In the listing, copy everything from the line containing "Would you point out the stars" down to the end, changing "baseball cap" to "sun hat" and leaving the rest as it stands.
____ AVAILABLE DATA
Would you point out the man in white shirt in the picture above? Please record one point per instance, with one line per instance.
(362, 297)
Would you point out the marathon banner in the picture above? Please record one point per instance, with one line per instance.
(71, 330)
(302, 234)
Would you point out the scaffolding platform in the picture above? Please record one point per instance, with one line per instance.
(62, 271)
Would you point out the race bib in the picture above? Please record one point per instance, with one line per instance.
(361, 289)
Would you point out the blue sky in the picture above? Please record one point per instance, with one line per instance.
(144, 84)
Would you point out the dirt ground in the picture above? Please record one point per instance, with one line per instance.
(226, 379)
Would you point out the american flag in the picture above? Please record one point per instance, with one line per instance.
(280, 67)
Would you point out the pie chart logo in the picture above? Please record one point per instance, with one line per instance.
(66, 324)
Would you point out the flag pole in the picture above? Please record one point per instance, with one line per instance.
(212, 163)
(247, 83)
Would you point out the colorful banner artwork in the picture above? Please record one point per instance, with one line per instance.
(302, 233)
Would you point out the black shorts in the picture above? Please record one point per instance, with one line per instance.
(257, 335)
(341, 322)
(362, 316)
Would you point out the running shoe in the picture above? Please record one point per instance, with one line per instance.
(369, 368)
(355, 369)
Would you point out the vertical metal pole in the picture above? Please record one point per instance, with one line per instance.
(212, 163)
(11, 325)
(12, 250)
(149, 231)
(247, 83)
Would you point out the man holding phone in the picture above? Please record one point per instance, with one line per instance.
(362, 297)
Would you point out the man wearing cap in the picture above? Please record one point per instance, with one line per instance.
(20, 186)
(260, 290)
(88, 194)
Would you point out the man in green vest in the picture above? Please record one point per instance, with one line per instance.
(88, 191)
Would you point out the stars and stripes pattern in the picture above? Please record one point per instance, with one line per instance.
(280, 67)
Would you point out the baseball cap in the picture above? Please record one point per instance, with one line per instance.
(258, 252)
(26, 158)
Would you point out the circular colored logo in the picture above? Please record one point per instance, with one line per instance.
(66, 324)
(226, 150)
________
## RESPONSE
Would you point out the stars and stripes pattern in the picture above? Please record one point per instance, with one line per instance.
(280, 67)
Would you point out the sun hat in the picture above? Please record one point per instance, with one line per instance.
(258, 252)
(26, 158)
Would you point out the circular colored logo in the picture above? Please record one point per instance, with one line per instance.
(66, 324)
(226, 150)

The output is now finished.